**WHAT YOU WILL DO**: Could you write out each of the records below exactly?

[Referring expression data]
■ ■ ■ ■ ■ ■ ■

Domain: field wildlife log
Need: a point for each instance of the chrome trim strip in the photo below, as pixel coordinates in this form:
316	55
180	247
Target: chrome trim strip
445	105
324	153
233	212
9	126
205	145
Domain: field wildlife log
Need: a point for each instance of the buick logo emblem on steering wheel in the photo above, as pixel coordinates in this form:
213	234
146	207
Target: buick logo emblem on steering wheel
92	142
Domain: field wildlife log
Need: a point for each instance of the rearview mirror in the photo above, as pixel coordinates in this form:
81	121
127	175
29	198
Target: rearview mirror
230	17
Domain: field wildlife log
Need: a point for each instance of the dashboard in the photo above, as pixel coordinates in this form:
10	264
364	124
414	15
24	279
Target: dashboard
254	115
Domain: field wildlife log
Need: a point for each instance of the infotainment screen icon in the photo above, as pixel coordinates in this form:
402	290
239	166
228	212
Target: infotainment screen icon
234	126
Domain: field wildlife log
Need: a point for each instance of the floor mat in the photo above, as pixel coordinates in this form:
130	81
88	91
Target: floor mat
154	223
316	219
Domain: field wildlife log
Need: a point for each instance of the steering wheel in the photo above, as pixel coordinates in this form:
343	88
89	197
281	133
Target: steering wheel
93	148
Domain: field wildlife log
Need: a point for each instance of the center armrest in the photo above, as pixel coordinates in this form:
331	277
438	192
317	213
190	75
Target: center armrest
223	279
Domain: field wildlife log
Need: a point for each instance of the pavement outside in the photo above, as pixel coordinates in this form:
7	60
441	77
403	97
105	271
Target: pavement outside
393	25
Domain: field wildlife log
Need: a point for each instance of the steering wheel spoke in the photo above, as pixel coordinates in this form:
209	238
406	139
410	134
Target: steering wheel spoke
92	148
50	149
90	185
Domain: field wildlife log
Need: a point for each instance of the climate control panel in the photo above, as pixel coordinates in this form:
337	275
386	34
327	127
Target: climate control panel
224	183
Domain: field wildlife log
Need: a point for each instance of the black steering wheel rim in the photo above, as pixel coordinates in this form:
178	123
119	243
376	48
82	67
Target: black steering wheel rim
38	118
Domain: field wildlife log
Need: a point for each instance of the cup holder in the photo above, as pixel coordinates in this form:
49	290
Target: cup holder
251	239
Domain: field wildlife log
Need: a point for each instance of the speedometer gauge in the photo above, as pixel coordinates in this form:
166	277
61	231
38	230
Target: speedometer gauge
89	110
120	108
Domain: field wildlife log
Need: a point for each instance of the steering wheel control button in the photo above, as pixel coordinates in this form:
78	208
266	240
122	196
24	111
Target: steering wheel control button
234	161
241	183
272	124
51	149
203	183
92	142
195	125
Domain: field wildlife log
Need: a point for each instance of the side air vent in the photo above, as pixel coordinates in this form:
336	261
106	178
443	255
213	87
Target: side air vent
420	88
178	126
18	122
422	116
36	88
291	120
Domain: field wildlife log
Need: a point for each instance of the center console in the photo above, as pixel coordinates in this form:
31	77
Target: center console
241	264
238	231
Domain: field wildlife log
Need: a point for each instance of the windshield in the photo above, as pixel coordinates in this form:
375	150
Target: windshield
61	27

■ ■ ■ ■ ■ ■ ■

**TASK RESPONSE**:
Domain: field wildlife log
Need: a point for each instance of the chrome trim strip in the photo below, as pixel coordinates in this form:
316	55
180	247
Target: chrome trim strip
445	105
324	153
233	212
9	126
205	145
Domain: field wildlife log
Need: a point for each instance of the buick logo emblem on steering wheel in the photo above, as pixel coordinates in this form:
213	234
146	207
Target: buick logo emblem on steering wheel
92	142
Domain: field wildlife log
Need: a point for each instance of the rearview mirror in the photo above, as pixel coordinates in this form:
81	121
127	175
29	198
Target: rearview mirror
230	17
Domain: field wildlife log
Need: a point for each instance of the dashboard in the photo above, as pixel coordinates in this form:
10	264
364	124
414	15
24	279
Target: dashboard
254	115
Domain: field wildlife log
Need: a point for each instance of the infotainment screen icon in the photo above, as pixel coordinates in this form:
402	290
239	166
228	212
Target: infotainment screen icon
234	126
Domain: field wildlife log
Need: a point for each instance of the floor mat in the photo above, as pixel coordinates in this form:
130	81
88	91
Target: floor mat
154	223
316	219
Domain: field wildlife log
Need: a point for each instance of the steering wheel in the photo above, as pixel coordinates in this form:
343	88
89	197
281	133
Target: steering wheel
93	148
Domain: field wildlife log
Need: a point for each instance of the center armrest in the photo above, as pixel coordinates in this form:
331	277
438	192
317	213
190	75
Target: center armrest
223	279
Domain: field wildlife log
Need: a point for each instance of the pavement outside in the photo above, as pixel coordinates in this form:
7	60
441	77
403	97
105	271
Target: pavement outside
393	25
Domain: field wildlife log
Need: a point for each instance of the steering wheel spoke in the photo above, as pixel coordinates in this form:
209	238
406	139
410	134
Target: steering wheel spoke
92	148
50	149
90	185
Domain: field wildlife log
Need: a point for each instance of the climate control panel in the photo above, as pixel coordinates in this form:
337	275
386	34
327	127
Target: climate control panel
224	183
Domain: field wildlife log
Need: a point for each instance of the black steering wheel rim in the photo above, as pixel coordinates in this form:
178	123
119	243
376	48
82	67
Target: black steering wheel rim
38	118
Domain: field wildlife log
Need: a point for each instance of the cup holder in the photo above, as pixel coordinates in this form:
49	290
Target: cup holder
251	239
Domain: field wildlife log
Need: a point for each instance of the speedometer gauge in the photo above, as pixel coordinates in this form:
166	277
61	231
38	230
Target: speedometer gauge
89	110
120	108
Domain: field wildlife log
Need: a point for each instance of the steering wheel control button in the photo above, as pixel coordinates in this form:
78	208
266	240
122	196
24	111
Target: steering wheel control button
234	161
241	183
272	124
51	149
203	183
92	142
195	125
Domain: field wildlife log
Need: a point for each instance of the side air vent in the photo above, as pixel coordinates in this form:
336	261
106	178
443	255
213	87
Target: side air vent
420	88
178	126
18	122
422	116
36	88
291	120
Domain: field wildlife log
Need: a point for each instance of the center console in the photo above, as pixel coordinates in this form:
31	77
Target: center console
241	264
238	231
Domain: field wildlife log
Need: a point for each instance of the windshield in the photo above, as pixel coordinates in this form:
375	150
Target: windshield
61	27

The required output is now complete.